**Available records**:

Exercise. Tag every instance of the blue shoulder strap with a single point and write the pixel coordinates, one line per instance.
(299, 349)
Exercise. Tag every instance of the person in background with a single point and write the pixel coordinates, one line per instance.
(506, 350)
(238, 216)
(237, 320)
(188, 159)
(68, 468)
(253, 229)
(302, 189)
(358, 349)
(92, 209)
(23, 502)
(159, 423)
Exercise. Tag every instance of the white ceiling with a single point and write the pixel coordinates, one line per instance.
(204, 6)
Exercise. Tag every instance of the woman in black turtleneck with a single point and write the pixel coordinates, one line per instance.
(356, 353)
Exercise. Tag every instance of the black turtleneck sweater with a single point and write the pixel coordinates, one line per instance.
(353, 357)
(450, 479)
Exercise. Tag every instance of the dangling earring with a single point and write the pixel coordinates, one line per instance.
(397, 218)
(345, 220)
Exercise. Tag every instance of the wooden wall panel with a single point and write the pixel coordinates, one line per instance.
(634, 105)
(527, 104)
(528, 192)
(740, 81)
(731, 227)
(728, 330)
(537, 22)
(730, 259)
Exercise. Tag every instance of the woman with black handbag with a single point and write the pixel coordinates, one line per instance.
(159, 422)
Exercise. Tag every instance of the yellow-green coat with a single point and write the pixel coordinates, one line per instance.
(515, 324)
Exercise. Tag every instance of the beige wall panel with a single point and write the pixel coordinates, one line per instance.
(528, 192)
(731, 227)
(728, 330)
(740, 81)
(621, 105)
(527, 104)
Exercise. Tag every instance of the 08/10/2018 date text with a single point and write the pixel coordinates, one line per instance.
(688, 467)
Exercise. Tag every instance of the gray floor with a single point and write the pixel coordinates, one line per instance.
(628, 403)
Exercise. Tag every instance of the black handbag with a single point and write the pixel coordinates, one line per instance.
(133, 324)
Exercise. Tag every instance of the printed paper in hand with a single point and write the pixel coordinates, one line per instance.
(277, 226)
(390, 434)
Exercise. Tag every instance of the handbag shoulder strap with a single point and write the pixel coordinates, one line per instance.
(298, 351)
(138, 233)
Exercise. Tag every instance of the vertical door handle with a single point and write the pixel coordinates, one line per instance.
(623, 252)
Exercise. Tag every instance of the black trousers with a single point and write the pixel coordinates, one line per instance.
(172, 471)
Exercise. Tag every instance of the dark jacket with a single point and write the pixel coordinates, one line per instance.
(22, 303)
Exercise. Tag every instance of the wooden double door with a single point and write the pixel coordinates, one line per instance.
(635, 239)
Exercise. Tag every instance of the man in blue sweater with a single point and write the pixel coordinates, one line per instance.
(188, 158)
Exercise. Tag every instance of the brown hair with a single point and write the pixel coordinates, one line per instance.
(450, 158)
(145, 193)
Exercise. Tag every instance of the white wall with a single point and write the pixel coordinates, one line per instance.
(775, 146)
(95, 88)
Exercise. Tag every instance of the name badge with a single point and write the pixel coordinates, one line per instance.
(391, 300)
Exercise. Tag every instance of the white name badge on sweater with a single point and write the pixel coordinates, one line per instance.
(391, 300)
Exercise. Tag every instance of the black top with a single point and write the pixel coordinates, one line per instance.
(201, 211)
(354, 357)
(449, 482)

**Exercise requirements**: Where the line containing "Exercise. Tag every instance of the man" appears in the data above, begin there and reproduce every line to the end exactly; include nothing else.

**Answer below**:
Exercise. Tag every instance of the man in blue sweater with a single point and write the pixel coordinates, one line per instance.
(188, 158)
Exercise. Tag every instance of the brown hair with a single point and write the pixel coordinates, one line per instance.
(450, 158)
(145, 193)
Exercise. Tag every instance of the white wall with a single point and write the pixel coordinates, one line per instance.
(775, 146)
(95, 88)
Exercise. Tag every instance of the name badge with a single point and write the pixel coordinates, one line per instance.
(391, 300)
Exercise. Tag every instance of the white name badge on sweater with a single point and write the pixel coordinates, one line per instance.
(391, 300)
Exercise. Tag every instance of the black top with a single point and write the pixel coordinates, one line per instance.
(201, 211)
(354, 357)
(449, 482)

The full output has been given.